- [Brief] Transcribe each line below without altering anything.

- [Data records]

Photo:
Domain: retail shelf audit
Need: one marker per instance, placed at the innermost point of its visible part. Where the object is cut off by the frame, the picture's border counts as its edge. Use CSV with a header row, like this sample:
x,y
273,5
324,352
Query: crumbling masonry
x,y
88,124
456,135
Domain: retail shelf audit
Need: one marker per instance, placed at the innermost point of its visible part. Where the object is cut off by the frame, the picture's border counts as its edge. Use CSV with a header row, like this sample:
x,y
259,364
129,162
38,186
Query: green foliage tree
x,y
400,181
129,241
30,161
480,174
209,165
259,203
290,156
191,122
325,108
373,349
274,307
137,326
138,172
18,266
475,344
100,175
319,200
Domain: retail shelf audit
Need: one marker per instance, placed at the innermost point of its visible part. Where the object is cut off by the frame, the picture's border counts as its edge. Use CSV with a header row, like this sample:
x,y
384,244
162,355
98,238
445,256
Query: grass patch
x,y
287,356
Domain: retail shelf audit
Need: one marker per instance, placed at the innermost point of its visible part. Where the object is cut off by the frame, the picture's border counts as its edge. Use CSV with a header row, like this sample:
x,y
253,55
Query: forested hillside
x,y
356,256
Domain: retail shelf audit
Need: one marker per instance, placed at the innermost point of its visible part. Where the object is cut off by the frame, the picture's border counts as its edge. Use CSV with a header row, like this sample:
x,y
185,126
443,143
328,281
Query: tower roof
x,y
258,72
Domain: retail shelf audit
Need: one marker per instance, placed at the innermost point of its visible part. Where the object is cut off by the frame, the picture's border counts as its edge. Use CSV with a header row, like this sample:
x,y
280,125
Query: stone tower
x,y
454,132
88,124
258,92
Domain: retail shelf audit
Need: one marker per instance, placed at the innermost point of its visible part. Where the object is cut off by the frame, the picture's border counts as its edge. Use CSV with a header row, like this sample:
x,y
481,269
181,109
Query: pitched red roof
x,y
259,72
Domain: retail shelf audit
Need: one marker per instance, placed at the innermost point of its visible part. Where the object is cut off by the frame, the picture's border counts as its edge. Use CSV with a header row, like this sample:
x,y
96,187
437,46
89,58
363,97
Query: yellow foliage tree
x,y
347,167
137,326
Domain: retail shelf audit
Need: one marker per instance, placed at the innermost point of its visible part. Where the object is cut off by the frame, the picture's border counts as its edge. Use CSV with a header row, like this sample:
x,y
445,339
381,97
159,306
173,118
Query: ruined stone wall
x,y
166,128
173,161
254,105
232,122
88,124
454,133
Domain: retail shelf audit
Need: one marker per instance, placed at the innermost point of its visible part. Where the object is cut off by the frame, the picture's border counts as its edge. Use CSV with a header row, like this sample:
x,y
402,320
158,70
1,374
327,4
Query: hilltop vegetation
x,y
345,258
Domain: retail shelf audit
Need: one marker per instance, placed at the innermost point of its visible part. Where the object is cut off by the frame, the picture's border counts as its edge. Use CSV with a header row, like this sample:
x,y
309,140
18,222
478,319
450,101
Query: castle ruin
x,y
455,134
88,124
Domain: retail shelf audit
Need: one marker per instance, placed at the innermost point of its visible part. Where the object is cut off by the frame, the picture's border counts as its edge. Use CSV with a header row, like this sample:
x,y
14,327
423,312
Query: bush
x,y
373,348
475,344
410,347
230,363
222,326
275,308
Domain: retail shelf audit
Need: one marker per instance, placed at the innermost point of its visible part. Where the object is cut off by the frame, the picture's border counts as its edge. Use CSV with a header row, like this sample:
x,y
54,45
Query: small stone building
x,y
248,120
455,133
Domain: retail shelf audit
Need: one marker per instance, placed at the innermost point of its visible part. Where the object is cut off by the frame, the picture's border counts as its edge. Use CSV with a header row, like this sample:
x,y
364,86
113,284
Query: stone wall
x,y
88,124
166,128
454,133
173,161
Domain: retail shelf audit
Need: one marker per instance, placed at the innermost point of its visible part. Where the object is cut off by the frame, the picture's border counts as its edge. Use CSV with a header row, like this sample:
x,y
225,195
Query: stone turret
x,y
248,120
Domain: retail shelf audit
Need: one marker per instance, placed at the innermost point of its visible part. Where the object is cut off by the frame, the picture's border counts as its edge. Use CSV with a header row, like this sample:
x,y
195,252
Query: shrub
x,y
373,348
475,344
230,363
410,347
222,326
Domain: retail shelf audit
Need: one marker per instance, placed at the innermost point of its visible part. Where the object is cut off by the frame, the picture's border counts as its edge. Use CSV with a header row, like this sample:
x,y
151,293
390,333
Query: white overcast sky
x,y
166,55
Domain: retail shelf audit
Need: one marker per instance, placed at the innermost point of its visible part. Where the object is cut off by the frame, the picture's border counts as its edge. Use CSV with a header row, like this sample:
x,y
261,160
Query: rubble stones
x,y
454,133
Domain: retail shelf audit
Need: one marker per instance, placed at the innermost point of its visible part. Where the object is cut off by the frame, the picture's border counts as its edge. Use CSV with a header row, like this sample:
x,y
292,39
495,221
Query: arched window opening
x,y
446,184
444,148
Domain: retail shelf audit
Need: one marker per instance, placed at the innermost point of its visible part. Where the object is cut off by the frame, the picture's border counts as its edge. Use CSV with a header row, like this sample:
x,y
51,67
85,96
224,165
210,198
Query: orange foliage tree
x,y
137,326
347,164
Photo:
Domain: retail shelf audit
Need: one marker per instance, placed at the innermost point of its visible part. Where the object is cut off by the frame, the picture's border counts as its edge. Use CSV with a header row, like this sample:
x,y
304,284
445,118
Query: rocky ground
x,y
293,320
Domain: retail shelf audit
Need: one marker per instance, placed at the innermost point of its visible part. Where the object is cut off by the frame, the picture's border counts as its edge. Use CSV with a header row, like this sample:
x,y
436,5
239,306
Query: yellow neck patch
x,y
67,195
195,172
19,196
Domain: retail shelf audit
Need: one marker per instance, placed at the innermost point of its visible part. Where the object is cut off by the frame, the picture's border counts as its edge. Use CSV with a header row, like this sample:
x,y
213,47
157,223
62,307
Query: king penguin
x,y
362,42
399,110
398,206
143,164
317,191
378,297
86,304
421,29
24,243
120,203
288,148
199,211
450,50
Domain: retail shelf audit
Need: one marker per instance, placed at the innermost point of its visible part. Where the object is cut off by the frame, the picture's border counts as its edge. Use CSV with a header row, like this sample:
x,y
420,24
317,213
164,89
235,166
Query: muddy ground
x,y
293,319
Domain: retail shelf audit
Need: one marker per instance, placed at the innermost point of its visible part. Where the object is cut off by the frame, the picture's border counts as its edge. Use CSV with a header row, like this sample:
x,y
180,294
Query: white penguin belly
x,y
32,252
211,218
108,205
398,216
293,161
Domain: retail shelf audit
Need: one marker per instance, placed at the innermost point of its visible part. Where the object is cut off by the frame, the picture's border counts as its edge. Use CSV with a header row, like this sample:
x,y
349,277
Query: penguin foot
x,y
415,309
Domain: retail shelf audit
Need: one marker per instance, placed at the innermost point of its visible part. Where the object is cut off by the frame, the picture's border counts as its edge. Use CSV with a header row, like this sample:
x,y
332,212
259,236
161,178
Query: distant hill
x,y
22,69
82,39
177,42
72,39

- [Answer to the exercise]
Photo:
Domain: retail shelf audit
Need: one marker per instance, placed at the innermost point of its visible part. Where the object is cut off by the frame, the picture's border counts as its edge. Use CSV with a header row, like this sample:
x,y
273,5
324,352
Query: crumbling masonry
x,y
88,124
456,135
Domain: retail shelf audit
Need: one marker per instance, placed at the innermost point of its visible part. Where the object is cut off by the frame, the picture's border counts as its edge. Use CSV with a header row, like this sample:
x,y
259,364
129,162
38,186
Query: green foliage tree
x,y
400,181
129,241
30,161
480,174
209,165
259,203
290,156
191,122
325,108
373,349
274,307
137,326
138,172
18,266
475,344
100,175
319,200
Domain: retail shelf audit
Need: one marker per instance, placed at the innermost point of its visible part. Where the object is cut off by the frame, the picture's border counts as its edge. Use CSV with a header row, like this sample:
x,y
384,244
162,355
98,238
445,256
Query: grass patch
x,y
287,356
Domain: retail shelf audit
Need: one marker per instance, placed at the innermost point of its visible part. Where the object is cut off by the frame, the picture's border counts as its edge. Use CSV with a header row, like this sample:
x,y
253,55
Query: forested hillside
x,y
356,256
Domain: retail shelf audit
Need: one marker per instance, placed at the innermost point of its visible part. Where the object is cut off by the frame, the picture's border counts as its edge. Use CSV with a header row, like this sample:
x,y
185,126
443,143
328,281
Query: tower roof
x,y
258,72
Domain: retail shelf audit
Need: one marker per instance, placed at the innermost point of its visible part. Where the object is cut off by the frame, the picture's border counts as its edge. Use CSV with a header row, like this sample:
x,y
280,125
Query: stone tower
x,y
454,132
88,124
258,92
Domain: retail shelf audit
Need: one marker per instance, placed at the innermost point of its visible part. Where the object is cut off by the frame, the picture's border counts as its edge. Use CSV with a header row, like this sample:
x,y
481,269
181,109
Query: pitched red roof
x,y
259,72
Domain: retail shelf audit
Need: one marker per instance, placed at the innermost point of its visible part. Where the object is cut off by the frame, the picture's border counts as its edge. Use CSV with a header row, like this sample:
x,y
96,187
437,46
89,58
363,97
Query: yellow foliage tree
x,y
347,167
137,326
Domain: retail shelf audit
Need: one marker per instance, placed at the innermost point of its visible part. Where the object is cut off by the frame, the picture's border counts as its edge. Use CSV with a header row, like this sample:
x,y
445,339
381,97
159,306
173,118
Query: ruined stone wall
x,y
166,128
173,161
254,105
232,122
88,124
454,133
Domain: retail shelf audit
Need: one marker per instance, placed at the innermost point of its visible part. Where the object is cut off by the frame, the picture's border counts as its edge. Use CSV with a header row, like this sample:
x,y
402,320
158,70
1,374
327,4
Query: hilltop vegetation
x,y
345,258
Domain: retail shelf audit
Need: one marker per instance, placed at the innermost point of its visible part. Where the object is cut off by the frame, the picture's border counts as its edge. Use CSV with a header row, like this sample:
x,y
309,140
18,222
478,319
450,101
Query: castle ruin
x,y
455,134
88,124
Domain: retail shelf audit
Need: one marker per instance, placed at the innermost point of its visible part. Where the object is cut off by the frame, the picture's border counts as its edge. Use CSV with a header row, like this sample:
x,y
14,327
423,312
Query: bush
x,y
373,348
475,344
410,347
230,363
222,326
275,308
Domain: retail shelf audit
Need: one marker per instance, placed at the innermost point of its visible part. Where the object is cut off by the frame, the picture's border counts as its edge. Use CSV with a header row, like this sample:
x,y
54,45
Query: small stone building
x,y
248,120
455,133
Domain: retail shelf audit
Need: one marker per instance, placed at the innermost point of its visible part. Where the object is cut off by the frame, the picture's border counts as its edge. Use CSV with a header row, like this sample:
x,y
364,86
113,284
Query: stone wall
x,y
88,124
166,128
454,133
173,161
Domain: retail shelf audit
Need: one marker per instance, placed at the innermost point of its visible part. Where the object is cut off by the frame, the picture's border counts as its edge. Use CSV with a header row, like this sample:
x,y
225,195
Query: stone turret
x,y
248,120
Domain: retail shelf audit
Need: one marker per instance, placed at the innermost point of its visible part. Where the object is cut off by the frame, the picture's border counts as its edge. Use CSV with a header row, like this sample:
x,y
195,252
Query: shrub
x,y
373,348
475,344
230,363
410,347
222,326
Domain: retail shelf audit
Need: one marker per instance, placed at the innermost point of its visible part. Where the object is cut off by the frame, the picture's border counts as its edge. Use CSV with a header row, like this sample:
x,y
151,293
390,333
Query: white overcast sky
x,y
166,55
Domain: retail shelf audit
Need: one marker per instance, placed at the innermost point of its visible part. Where the object is cut off by the frame, the picture's border counts as its edge. Use CSV with a header row, like this sample:
x,y
261,160
Query: rubble stones
x,y
454,133
Domain: retail shelf audit
Need: one marker per instance, placed at the innermost point of its visible part. Where the object is cut off by the frame, the picture's border counts as its edge. Use CSV with a header row, like this sample:
x,y
292,39
495,221
Query: arched window opening
x,y
446,184
444,148
Domain: retail shelf audit
Need: one marker per instance, placed at the innermost point of its visible part. Where the object is cut off by the frame, the picture's border counts as its edge. Use CSV with a header row, like this sample:
x,y
51,67
85,96
224,165
210,198
Query: orange foliage tree
x,y
137,326
347,164
Photo:
Domain: retail shelf audit
Need: one marker per instance, placed at the innermost point of its visible part. Where the object is cut off by the frame, the picture's border counts as its edge. Use CSV with a header row, like this sample:
x,y
304,284
445,118
Query: rocky ground
x,y
293,320
Domain: retail shelf audit
Need: one marker per instance, placed at the innermost point of its visible part. Where the object is cut off by the frame, the picture's border counts as its edge. Use CSV with a header row, like this sample:
x,y
436,5
239,306
Query: yellow neck patch
x,y
67,195
195,172
19,196
Domain: retail shelf audit
Need: one marker per instance, placed at the innermost point of its visible part. Where the object is cut off by the frame, the picture's border counts as its edge. Use CSV with a header row, like this sample:
x,y
213,47
157,223
62,307
Query: king penguin
x,y
362,42
399,110
398,206
143,164
317,191
378,297
86,304
421,29
24,243
120,203
288,148
199,211
450,50
Domain: retail shelf audit
Need: one marker per instance, placed at the innermost point of its visible part. Where the object is cut off by the frame, the picture's border counts as its edge. Use CSV with a header row, like this sample:
x,y
420,24
317,213
164,89
235,166
Query: muddy ground
x,y
293,319
Domain: retail shelf audit
Need: one marker per instance, placed at the innermost point of its visible part. Where the object is cut off by the frame, the picture's border counts as its edge. Use CSV with a header row, like this sample:
x,y
180,294
Query: white penguin belly
x,y
32,252
211,218
108,205
398,216
293,161
Domain: retail shelf audit
Need: one marker per instance, placed at the innermost point of its visible part. Where the object is cut off by the frame, the picture's border counts as its edge. Use CSV with a header row, like this sample:
x,y
349,277
Query: penguin foot
x,y
415,309
Domain: retail shelf audit
Need: one marker per instance, placed at the innermost point of its visible part. Where the object is cut off by the frame, the picture's border counts as its edge. Use CSV with a header row, like this sample:
x,y
332,212
259,236
161,178
Query: distant hill
x,y
22,69
82,39
177,42
72,39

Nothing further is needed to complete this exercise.